» **About this exercise**:
State how many lines in these records contain the word "Target", and nothing else.

Start of Available data

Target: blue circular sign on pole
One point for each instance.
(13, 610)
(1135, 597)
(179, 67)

End of Available data
Start of Available data

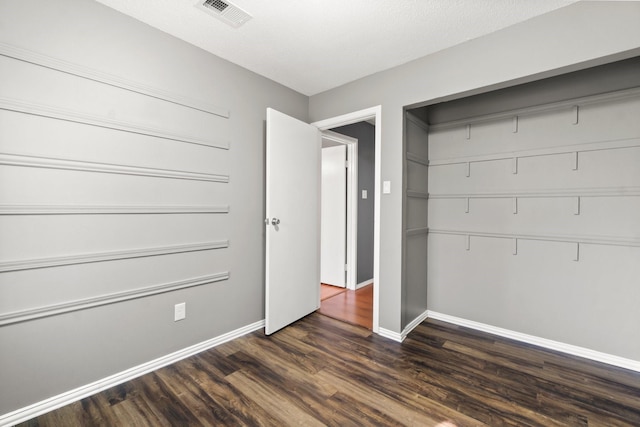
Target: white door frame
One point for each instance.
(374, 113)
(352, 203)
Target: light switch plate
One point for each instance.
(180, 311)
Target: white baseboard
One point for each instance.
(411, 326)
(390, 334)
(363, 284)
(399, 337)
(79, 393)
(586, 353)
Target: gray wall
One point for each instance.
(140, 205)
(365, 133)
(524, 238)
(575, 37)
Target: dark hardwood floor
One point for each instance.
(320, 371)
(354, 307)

End of Available data

» **Written response**:
6